GOAL OF THE EXERCISE:
Show every line of the records that contains the string "black", matching case exactly.

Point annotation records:
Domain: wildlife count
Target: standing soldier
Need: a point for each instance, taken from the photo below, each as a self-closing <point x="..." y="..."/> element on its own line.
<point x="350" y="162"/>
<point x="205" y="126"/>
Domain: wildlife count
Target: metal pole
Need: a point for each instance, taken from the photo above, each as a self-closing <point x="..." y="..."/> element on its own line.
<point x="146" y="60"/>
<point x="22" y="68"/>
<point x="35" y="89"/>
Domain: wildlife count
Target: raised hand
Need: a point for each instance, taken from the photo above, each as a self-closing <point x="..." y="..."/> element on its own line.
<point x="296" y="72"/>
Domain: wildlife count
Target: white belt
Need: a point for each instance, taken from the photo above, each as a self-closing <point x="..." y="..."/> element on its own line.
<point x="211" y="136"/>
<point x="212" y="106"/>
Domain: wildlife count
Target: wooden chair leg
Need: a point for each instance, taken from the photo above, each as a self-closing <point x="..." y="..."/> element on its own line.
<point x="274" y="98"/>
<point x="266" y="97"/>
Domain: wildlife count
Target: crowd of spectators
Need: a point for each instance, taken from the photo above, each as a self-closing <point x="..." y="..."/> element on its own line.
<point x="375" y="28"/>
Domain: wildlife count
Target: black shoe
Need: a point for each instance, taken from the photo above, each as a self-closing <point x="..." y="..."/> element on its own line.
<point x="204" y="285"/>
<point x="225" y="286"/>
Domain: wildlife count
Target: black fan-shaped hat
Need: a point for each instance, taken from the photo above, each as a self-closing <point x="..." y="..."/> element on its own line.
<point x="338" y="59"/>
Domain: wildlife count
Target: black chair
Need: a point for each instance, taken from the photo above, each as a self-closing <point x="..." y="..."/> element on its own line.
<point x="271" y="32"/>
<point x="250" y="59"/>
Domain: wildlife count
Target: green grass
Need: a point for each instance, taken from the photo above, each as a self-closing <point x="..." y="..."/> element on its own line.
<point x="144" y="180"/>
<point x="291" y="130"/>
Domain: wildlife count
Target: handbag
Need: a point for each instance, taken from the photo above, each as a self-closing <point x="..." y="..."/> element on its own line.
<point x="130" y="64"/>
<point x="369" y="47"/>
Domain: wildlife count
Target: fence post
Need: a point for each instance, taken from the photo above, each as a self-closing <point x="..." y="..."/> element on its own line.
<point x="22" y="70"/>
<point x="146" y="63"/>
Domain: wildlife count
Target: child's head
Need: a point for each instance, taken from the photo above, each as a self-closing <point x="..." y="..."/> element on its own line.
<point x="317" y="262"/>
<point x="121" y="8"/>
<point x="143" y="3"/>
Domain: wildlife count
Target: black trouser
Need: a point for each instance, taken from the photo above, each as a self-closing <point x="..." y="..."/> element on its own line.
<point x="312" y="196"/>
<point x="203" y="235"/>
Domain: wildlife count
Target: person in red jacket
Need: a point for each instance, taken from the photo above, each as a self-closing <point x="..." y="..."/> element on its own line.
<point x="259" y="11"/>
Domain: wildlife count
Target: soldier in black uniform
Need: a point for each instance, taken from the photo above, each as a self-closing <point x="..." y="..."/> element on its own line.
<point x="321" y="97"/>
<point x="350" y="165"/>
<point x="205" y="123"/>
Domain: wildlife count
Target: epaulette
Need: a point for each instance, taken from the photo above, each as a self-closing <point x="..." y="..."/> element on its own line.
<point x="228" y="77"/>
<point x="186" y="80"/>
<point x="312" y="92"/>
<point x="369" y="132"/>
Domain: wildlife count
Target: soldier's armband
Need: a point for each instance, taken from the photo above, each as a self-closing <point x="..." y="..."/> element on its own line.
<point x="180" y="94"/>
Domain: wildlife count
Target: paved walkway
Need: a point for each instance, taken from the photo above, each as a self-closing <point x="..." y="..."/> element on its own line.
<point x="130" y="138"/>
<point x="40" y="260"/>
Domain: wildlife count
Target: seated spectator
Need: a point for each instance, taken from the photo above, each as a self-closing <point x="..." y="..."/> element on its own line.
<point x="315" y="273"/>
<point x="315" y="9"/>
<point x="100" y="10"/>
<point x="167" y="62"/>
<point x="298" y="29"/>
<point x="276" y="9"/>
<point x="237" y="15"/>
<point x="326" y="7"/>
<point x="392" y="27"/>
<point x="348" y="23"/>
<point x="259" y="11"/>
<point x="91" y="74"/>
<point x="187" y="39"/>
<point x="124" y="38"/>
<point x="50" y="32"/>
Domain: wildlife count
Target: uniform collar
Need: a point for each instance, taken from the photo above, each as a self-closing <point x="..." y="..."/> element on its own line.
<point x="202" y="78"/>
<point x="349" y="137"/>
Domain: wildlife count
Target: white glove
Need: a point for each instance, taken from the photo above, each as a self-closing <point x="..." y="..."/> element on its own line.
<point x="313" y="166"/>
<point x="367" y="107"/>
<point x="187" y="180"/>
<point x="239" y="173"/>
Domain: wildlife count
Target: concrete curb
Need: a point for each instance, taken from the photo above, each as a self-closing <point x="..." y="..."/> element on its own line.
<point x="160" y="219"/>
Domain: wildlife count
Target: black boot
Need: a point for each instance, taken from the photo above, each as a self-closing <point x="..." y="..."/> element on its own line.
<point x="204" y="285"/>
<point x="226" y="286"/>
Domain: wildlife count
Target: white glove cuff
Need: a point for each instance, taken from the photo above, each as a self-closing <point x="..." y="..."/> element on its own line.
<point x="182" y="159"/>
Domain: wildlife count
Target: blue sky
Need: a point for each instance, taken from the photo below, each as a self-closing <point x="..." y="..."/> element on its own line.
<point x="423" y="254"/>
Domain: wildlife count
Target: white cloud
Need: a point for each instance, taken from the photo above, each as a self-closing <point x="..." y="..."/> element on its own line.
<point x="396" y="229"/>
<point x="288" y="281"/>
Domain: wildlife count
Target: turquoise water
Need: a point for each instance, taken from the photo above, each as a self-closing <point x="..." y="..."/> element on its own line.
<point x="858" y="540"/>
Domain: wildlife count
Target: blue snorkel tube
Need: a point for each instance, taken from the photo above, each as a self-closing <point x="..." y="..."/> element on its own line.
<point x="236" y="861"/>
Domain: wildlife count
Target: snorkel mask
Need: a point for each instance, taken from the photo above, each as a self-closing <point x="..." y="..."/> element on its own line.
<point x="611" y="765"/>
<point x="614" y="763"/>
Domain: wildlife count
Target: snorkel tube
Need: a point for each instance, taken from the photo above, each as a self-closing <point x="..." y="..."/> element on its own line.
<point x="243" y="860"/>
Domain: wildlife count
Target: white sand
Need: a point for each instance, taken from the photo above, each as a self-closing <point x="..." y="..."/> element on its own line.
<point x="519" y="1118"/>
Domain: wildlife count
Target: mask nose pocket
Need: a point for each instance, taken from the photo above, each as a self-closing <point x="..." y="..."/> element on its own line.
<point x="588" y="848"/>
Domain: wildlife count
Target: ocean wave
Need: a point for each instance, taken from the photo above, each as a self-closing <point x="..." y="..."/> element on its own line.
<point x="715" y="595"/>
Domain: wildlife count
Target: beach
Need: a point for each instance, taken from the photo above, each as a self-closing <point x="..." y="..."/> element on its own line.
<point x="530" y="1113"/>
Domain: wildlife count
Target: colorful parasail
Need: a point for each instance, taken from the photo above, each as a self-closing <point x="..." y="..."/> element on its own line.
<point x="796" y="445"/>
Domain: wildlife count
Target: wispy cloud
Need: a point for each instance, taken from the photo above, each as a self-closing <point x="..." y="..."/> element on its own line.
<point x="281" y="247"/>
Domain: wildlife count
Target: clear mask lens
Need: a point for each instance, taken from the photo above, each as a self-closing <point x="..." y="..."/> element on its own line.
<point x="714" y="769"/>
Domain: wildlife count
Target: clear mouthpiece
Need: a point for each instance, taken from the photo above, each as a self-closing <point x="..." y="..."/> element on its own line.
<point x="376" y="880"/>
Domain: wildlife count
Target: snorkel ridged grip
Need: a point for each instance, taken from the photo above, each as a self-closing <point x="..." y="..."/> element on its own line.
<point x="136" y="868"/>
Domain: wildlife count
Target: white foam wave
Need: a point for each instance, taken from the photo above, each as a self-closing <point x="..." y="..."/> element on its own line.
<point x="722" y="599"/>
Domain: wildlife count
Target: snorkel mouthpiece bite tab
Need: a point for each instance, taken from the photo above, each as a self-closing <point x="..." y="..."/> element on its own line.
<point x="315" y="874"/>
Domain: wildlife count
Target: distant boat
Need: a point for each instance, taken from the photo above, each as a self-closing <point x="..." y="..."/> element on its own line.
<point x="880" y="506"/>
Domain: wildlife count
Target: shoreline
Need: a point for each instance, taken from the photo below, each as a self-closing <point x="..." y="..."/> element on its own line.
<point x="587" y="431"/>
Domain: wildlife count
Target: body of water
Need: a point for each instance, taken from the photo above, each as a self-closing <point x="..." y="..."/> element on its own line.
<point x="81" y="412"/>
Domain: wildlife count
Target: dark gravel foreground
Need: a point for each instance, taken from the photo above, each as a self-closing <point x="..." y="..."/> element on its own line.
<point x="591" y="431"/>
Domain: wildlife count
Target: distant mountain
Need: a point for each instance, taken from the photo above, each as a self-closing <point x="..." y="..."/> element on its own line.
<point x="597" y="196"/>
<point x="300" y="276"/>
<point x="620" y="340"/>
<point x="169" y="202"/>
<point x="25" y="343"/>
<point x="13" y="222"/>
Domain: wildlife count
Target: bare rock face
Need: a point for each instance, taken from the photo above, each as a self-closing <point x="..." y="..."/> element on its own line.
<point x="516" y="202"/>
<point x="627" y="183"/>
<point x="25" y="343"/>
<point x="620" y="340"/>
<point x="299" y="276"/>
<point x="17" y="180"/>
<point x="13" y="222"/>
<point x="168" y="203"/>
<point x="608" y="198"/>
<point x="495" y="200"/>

RESPONSE FOR THIS EXERCISE:
Target: black shoe
Target: black fan-shaped hat
Target: black chair
Target: black trouser
Target: soldier in black uniform
Target: black boot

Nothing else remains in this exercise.